Records from a point labeling set
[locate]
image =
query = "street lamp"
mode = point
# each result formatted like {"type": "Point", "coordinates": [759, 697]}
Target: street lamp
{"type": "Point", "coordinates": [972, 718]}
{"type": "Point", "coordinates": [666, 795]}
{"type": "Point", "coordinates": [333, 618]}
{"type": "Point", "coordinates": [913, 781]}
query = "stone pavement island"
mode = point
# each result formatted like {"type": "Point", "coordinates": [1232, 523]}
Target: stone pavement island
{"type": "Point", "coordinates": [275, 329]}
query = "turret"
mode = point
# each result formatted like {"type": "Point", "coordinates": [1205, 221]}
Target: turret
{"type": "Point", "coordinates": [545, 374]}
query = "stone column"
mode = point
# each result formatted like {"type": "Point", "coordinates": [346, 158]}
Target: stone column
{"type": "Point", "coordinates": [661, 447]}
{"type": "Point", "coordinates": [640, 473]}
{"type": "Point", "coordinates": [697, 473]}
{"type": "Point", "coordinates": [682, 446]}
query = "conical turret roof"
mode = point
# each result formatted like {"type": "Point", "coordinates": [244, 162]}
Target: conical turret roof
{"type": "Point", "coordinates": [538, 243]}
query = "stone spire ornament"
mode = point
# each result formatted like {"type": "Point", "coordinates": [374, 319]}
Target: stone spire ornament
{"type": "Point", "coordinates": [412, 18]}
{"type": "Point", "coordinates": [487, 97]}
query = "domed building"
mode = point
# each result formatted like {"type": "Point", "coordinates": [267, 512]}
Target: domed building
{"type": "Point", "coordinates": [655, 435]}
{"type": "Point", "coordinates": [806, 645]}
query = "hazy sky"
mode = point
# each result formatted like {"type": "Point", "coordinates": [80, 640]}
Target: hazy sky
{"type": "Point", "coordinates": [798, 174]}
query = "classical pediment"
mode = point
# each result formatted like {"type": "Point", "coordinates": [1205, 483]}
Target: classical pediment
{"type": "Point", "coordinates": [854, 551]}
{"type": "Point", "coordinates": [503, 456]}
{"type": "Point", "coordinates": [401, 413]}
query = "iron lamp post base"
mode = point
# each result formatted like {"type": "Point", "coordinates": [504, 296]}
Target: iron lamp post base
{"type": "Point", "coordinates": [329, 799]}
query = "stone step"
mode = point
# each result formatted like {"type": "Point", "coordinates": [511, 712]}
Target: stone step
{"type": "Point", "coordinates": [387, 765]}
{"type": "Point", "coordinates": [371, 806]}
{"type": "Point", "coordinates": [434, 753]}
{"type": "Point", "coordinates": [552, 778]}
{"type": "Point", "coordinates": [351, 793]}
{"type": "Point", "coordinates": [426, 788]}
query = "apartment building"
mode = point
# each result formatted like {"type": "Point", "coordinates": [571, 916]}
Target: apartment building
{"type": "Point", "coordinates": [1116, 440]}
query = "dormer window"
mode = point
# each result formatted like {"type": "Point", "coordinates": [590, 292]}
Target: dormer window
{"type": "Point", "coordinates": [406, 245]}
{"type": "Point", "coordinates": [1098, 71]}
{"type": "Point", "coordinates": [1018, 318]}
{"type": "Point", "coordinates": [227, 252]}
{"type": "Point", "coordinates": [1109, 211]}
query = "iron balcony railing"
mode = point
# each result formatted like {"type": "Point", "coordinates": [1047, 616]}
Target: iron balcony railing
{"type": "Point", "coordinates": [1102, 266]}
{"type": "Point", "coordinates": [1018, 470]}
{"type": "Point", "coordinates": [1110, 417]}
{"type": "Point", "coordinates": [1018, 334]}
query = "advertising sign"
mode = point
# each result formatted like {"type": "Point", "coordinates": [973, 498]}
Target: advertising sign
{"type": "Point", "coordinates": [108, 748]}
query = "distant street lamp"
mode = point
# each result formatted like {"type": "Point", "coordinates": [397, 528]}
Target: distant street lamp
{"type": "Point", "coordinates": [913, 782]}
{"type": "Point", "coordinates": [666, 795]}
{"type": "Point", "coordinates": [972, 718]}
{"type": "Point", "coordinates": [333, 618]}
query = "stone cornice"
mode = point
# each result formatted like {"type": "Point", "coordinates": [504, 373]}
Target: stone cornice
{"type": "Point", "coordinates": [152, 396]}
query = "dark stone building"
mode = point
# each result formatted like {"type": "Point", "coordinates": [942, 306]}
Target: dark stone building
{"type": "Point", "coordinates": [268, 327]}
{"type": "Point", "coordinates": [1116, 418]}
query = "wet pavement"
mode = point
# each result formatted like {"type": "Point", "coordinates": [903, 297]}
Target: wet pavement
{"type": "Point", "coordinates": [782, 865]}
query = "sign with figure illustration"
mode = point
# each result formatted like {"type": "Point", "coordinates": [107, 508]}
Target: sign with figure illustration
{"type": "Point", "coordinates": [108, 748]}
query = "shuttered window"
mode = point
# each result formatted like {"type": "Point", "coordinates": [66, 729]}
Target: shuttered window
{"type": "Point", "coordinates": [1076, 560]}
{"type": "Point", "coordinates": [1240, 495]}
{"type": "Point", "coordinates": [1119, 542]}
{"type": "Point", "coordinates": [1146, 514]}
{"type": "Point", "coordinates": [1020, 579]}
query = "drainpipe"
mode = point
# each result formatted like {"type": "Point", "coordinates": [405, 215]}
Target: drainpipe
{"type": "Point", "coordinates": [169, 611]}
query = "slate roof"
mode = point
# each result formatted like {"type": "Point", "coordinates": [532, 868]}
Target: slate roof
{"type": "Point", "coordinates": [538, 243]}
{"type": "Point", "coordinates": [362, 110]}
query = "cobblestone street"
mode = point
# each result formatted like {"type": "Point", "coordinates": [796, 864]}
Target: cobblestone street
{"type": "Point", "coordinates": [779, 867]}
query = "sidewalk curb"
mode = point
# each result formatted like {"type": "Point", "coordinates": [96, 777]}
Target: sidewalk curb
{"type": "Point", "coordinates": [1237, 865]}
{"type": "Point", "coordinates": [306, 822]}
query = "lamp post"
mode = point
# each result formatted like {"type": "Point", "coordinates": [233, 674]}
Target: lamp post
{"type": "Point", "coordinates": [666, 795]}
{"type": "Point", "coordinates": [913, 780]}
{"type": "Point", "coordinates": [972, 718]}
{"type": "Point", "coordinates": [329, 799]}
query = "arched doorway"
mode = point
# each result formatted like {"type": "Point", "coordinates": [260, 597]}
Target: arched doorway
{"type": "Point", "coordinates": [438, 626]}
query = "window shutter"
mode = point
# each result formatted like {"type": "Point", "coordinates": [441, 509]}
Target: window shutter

Exercise brief
Set down the listing above in full, please, exactly as it appears.

Exercise result
[locate]
image =
query = "street lamp"
mode = point
# each result formatted like {"type": "Point", "coordinates": [759, 697]}
Target: street lamp
{"type": "Point", "coordinates": [972, 718]}
{"type": "Point", "coordinates": [666, 795]}
{"type": "Point", "coordinates": [333, 618]}
{"type": "Point", "coordinates": [913, 781]}
query = "stone pavement island"
mode = point
# each result formatted like {"type": "Point", "coordinates": [1232, 523]}
Target: stone pavement island
{"type": "Point", "coordinates": [275, 329]}
query = "turret"
mode = point
# each result formatted like {"type": "Point", "coordinates": [1205, 221]}
Target: turret
{"type": "Point", "coordinates": [545, 374]}
query = "stone column"
mode = point
# each result formatted like {"type": "Point", "coordinates": [346, 158]}
Target: stone column
{"type": "Point", "coordinates": [661, 447]}
{"type": "Point", "coordinates": [640, 473]}
{"type": "Point", "coordinates": [697, 473]}
{"type": "Point", "coordinates": [682, 446]}
query = "conical turret roof"
mode = point
# each result formatted like {"type": "Point", "coordinates": [244, 162]}
Target: conical turret roof
{"type": "Point", "coordinates": [538, 243]}
query = "stone spire ornament"
mode = point
# each result formatted like {"type": "Point", "coordinates": [374, 319]}
Target: stone spire ornament
{"type": "Point", "coordinates": [412, 18]}
{"type": "Point", "coordinates": [487, 97]}
query = "domed building"
mode = point
# each result formatted like {"type": "Point", "coordinates": [267, 512]}
Target: domed building
{"type": "Point", "coordinates": [655, 435]}
{"type": "Point", "coordinates": [806, 645]}
query = "hazy sky"
mode = point
# each result formatted like {"type": "Point", "coordinates": [80, 640]}
Target: hazy sky
{"type": "Point", "coordinates": [798, 174]}
query = "classical pediment"
mode = point
# each result formatted like {"type": "Point", "coordinates": [1205, 483]}
Target: classical pediment
{"type": "Point", "coordinates": [854, 551]}
{"type": "Point", "coordinates": [503, 456]}
{"type": "Point", "coordinates": [401, 413]}
query = "iron lamp post base"
mode = point
# each result formatted like {"type": "Point", "coordinates": [504, 296]}
Target: iron lamp post base
{"type": "Point", "coordinates": [329, 799]}
query = "stone step"
mode = point
# each result formatted like {"type": "Point", "coordinates": [511, 712]}
Target: stone step
{"type": "Point", "coordinates": [387, 765]}
{"type": "Point", "coordinates": [371, 806]}
{"type": "Point", "coordinates": [434, 753]}
{"type": "Point", "coordinates": [552, 778]}
{"type": "Point", "coordinates": [351, 793]}
{"type": "Point", "coordinates": [426, 788]}
query = "apartment building"
mode = point
# each result formatted like {"type": "Point", "coordinates": [571, 916]}
Target: apartment building
{"type": "Point", "coordinates": [1116, 440]}
query = "dormer window"
mode = point
# each result formatted like {"type": "Point", "coordinates": [590, 292]}
Target: dormer window
{"type": "Point", "coordinates": [406, 245]}
{"type": "Point", "coordinates": [1098, 71]}
{"type": "Point", "coordinates": [1018, 318]}
{"type": "Point", "coordinates": [227, 252]}
{"type": "Point", "coordinates": [1109, 211]}
query = "iron balcony railing"
mode = point
# each result formatted like {"type": "Point", "coordinates": [1047, 616]}
Target: iron balcony railing
{"type": "Point", "coordinates": [1102, 266]}
{"type": "Point", "coordinates": [1018, 470]}
{"type": "Point", "coordinates": [1110, 417]}
{"type": "Point", "coordinates": [1018, 334]}
query = "advertising sign"
mode = point
# each result formatted like {"type": "Point", "coordinates": [973, 498]}
Target: advertising sign
{"type": "Point", "coordinates": [108, 748]}
query = "distant street lamp"
mode = point
# each result formatted like {"type": "Point", "coordinates": [397, 528]}
Target: distant street lamp
{"type": "Point", "coordinates": [913, 782]}
{"type": "Point", "coordinates": [666, 795]}
{"type": "Point", "coordinates": [972, 718]}
{"type": "Point", "coordinates": [333, 618]}
query = "stone cornice"
mode = point
# each result formatted like {"type": "Point", "coordinates": [504, 373]}
Target: stone cornice
{"type": "Point", "coordinates": [152, 396]}
query = "dark stone building"
mode = point
# each result formatted like {"type": "Point", "coordinates": [942, 306]}
Target: dark stone building
{"type": "Point", "coordinates": [268, 327]}
{"type": "Point", "coordinates": [1116, 418]}
query = "wet pavement"
mode = point
# each result formatted like {"type": "Point", "coordinates": [903, 297]}
Target: wet pavement
{"type": "Point", "coordinates": [782, 865]}
query = "sign with figure illustration"
mode = point
# each result formatted like {"type": "Point", "coordinates": [107, 508]}
Target: sign with figure illustration
{"type": "Point", "coordinates": [108, 748]}
query = "shuttered window"
mode = point
# each result formatted like {"type": "Point", "coordinates": [66, 729]}
Target: shuttered window
{"type": "Point", "coordinates": [1076, 560]}
{"type": "Point", "coordinates": [1240, 495]}
{"type": "Point", "coordinates": [1119, 542]}
{"type": "Point", "coordinates": [1146, 514]}
{"type": "Point", "coordinates": [1020, 579]}
query = "drainpipe"
mode = point
# each result formatted like {"type": "Point", "coordinates": [405, 215]}
Target: drainpipe
{"type": "Point", "coordinates": [169, 611]}
query = "slate roof"
mode = point
# each result formatted like {"type": "Point", "coordinates": [532, 868]}
Target: slate roof
{"type": "Point", "coordinates": [538, 243]}
{"type": "Point", "coordinates": [362, 110]}
query = "cobblestone street"
mode = point
# each result formatted like {"type": "Point", "coordinates": [796, 864]}
Target: cobblestone street
{"type": "Point", "coordinates": [779, 867]}
query = "sidewalk curb"
mode = point
# each result formatted like {"type": "Point", "coordinates": [96, 777]}
Target: sidewalk curb
{"type": "Point", "coordinates": [1237, 865]}
{"type": "Point", "coordinates": [306, 822]}
query = "lamp post"
mode = point
# each result formatted like {"type": "Point", "coordinates": [233, 674]}
Target: lamp post
{"type": "Point", "coordinates": [666, 795]}
{"type": "Point", "coordinates": [913, 780]}
{"type": "Point", "coordinates": [972, 718]}
{"type": "Point", "coordinates": [329, 799]}
query = "arched doorway"
mode = point
# each result formatted like {"type": "Point", "coordinates": [260, 597]}
Target: arched doorway
{"type": "Point", "coordinates": [438, 626]}
query = "window shutter"
mode = point
# each result formatted like {"type": "Point", "coordinates": [441, 509]}
Target: window shutter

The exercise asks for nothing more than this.